From the text on chastity, output the passage that begins with the words containing "Quite obviously though, not" and ends with "take exception to?", copied exactly.

Text:
== Segment start ==
The Catechism defines chastity as

2337 Chastity means the successful integration of sexuality within the person and thus the inner unity of man in his bodily and spiritual being. Sexuality, in which man’s belonging to the bodily and biological world is expressed, becomes personal and truly human when it is integrated into the relationship of one person to another.. in the complete and lifelong mutual gift of a man and a woman.

The virtue of chastity therefore involves the integrity of the person and the integrality of the gift.

2338 The chaste person maintains the integrity of the powers of life and love placed in him. This integrity ensures the unity of the person; it is opposed to any behaviour that would impair it. It tolerates neither a double life nor duplicity in speech.

Quite obviously though, not all sex counts as chastity. (The Catechism lists as offences against chastity, lust, masturbation, fornication, pornography, prostitution and rape).

The Contradictions

So, if chastity includes living in loving and faithful self-giving to another person, and “everyone” is encouraged to acknowledge and accept his sexual identity, then surely there is nothing there that a gay man or lesbian could take exception to?

Well – not quite. “Everyone” in CCC 2333 and the integration of sexuality by bodily expression in a “relationship of one person to another”in CCC 2337 apply only to heterosexual married people.  For us, not even simple honesty is encouraged, although for most people, a double life is deplored (CCC2338).

In two of the clauses quoted above, I left out a few key words. I now restate the relevant sentences, with the omissions restored (in bold):

2332 Sexuality …… especially concerns affectivity, the capacity to love and to procreate, and in a more general way the aptitude for forming bonds of communion with others.
== Segment end ==
Point localization data
== Segment start ==
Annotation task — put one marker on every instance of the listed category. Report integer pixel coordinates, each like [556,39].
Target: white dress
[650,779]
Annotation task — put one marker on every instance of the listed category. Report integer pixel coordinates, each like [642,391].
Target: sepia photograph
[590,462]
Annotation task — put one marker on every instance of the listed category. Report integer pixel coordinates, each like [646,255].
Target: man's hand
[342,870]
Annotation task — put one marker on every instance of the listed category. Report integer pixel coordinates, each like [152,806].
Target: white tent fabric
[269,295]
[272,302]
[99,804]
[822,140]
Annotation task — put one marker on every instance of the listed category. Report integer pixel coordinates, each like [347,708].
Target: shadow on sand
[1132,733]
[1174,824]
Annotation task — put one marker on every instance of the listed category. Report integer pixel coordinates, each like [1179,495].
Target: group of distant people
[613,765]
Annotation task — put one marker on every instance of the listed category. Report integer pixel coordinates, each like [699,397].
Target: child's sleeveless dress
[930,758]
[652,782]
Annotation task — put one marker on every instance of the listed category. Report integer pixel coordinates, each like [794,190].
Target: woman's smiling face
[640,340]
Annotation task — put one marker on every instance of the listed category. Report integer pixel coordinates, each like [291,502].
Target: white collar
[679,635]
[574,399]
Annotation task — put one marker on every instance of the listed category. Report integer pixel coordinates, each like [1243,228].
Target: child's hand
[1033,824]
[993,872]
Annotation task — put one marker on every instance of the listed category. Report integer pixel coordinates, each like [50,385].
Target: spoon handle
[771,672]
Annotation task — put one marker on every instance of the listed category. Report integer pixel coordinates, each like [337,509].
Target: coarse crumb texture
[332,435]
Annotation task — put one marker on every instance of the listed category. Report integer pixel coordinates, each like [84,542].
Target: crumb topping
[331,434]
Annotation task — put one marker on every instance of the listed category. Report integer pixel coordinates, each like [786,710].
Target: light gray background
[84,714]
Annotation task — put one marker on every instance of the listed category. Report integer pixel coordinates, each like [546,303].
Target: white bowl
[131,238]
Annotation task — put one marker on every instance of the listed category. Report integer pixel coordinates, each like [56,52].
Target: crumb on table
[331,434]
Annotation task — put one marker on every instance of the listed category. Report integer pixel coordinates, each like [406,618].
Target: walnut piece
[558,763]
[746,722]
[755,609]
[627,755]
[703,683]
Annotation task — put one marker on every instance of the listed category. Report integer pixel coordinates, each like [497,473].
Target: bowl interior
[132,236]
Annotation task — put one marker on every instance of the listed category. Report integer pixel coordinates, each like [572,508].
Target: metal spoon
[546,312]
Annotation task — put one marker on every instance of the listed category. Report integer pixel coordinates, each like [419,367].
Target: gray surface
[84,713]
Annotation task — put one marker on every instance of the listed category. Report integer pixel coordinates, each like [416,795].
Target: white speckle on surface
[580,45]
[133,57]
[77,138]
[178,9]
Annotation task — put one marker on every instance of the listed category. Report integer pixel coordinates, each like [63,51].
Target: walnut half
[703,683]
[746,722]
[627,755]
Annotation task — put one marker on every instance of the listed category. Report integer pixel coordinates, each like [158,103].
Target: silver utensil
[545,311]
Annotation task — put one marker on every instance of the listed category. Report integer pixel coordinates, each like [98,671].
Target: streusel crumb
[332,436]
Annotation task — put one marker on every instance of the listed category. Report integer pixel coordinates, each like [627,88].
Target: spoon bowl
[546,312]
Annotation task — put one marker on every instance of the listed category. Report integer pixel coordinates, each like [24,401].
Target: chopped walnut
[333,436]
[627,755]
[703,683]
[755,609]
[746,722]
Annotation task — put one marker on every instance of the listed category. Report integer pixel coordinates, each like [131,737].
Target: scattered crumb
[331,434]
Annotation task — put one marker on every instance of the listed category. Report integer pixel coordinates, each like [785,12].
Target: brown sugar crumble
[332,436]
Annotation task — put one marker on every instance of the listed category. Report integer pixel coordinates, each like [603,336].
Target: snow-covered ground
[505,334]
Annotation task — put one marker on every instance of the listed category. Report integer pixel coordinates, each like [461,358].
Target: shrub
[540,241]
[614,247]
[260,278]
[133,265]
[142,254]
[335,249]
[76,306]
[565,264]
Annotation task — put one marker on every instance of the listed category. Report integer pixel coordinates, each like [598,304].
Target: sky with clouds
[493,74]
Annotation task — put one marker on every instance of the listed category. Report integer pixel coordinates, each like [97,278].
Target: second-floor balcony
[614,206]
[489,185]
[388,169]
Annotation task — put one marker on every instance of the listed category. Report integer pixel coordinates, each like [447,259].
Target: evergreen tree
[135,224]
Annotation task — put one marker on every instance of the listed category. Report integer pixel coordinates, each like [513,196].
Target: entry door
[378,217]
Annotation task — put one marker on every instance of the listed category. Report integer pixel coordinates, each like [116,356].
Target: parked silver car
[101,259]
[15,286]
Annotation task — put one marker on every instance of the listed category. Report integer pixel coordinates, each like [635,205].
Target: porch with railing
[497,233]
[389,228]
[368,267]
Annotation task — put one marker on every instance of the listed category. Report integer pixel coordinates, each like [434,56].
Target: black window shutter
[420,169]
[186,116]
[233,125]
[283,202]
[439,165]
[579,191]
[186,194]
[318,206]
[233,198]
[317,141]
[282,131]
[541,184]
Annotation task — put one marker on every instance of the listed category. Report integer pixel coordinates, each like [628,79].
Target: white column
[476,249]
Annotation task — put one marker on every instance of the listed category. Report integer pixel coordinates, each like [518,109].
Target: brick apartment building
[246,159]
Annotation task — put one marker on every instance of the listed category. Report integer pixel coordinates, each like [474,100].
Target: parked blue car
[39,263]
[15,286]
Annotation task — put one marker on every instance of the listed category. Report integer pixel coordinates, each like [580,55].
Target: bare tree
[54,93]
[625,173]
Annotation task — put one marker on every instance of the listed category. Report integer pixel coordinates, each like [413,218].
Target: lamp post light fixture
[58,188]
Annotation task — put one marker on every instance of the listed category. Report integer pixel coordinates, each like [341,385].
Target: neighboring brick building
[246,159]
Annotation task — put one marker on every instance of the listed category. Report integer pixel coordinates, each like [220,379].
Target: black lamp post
== Segment end ==
Solved exercise:
Quite obviously though, not all sex counts as chastity. (The Catechism lists as offences against chastity, lust, masturbation, fornication, pornography, prostitution and rape).

The Contradictions

So, if chastity includes living in loving and faithful self-giving to another person, and “everyone” is encouraged to acknowledge and accept his sexual identity, then surely there is nothing there that a gay man or lesbian could take exception to?